§ Exercise prompt:
Copy out the whole listing below word for word, keeping every line and point in order. Leave the pictures out.

§ Supplied material:

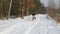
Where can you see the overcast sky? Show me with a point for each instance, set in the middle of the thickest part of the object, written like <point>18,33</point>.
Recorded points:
<point>53,2</point>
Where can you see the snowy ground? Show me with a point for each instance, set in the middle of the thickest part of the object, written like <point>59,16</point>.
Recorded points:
<point>42,25</point>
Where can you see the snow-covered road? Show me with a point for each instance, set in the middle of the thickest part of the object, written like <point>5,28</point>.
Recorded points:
<point>42,25</point>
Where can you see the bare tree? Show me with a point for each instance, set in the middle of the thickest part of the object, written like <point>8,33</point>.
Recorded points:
<point>9,8</point>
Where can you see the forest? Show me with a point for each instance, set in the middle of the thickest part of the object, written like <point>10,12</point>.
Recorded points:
<point>20,8</point>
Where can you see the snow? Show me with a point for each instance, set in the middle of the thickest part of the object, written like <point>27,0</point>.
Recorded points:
<point>42,25</point>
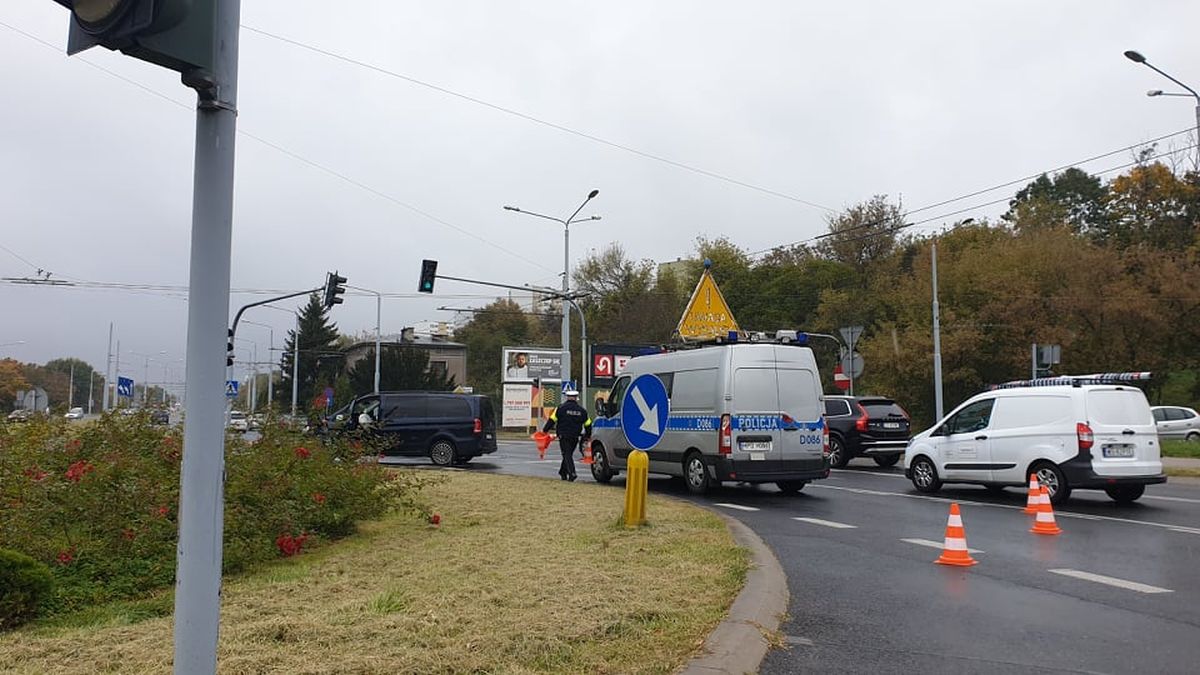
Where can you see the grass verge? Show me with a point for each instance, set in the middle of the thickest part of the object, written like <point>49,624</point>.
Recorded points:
<point>523,575</point>
<point>1181,449</point>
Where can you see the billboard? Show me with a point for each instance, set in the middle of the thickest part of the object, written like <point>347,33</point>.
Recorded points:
<point>523,364</point>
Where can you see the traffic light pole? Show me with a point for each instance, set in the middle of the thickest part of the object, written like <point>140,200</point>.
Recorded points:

§ Exercise response:
Where can you see the overcast sky? Show me with a point for each instance, set in the middle of the thickest part of the object, written like <point>18,33</point>.
Recorded points:
<point>53,2</point>
Where can you see the snowy ground? Show me with a point for each instance, set in the middle of the thickest part of the object, written like <point>59,16</point>.
Recorded points:
<point>42,25</point>
Where can you see the snow-covered road? Show me with a point for each instance, set in the middle of the thickest part of the object, written like <point>5,28</point>.
Recorded points:
<point>42,25</point>
Where can you see the bare tree? Show me with a point for each instance, set in the middle of the thickest part of the object, written like <point>8,33</point>.
Recorded points:
<point>9,8</point>
Where can you see the forest? Show me with a point for each instance, set in the middle of the thickest part of the object, written like <point>10,12</point>.
Recorded points:
<point>20,8</point>
Where can you see the snow? Show me with a point for each instance, set in the middle of the thickest part of the object, written like <point>27,0</point>.
Recorded points:
<point>42,25</point>
Where can you see the grass verge? Show me with a point for each instance, set in the middle of the thickest part of the object, written like <point>49,624</point>.
Recorded points:
<point>523,575</point>
<point>1181,449</point>
Where can you see the billboard? Show me with a point for each instance, set in the middle of the thickest part of the object, written like <point>347,33</point>.
Recorded points:
<point>523,364</point>
Where can you see the traffic light pole? Show me with a point for each instance, set in the middle of the thickest part of the object, written like <point>140,200</point>.
Recorded points:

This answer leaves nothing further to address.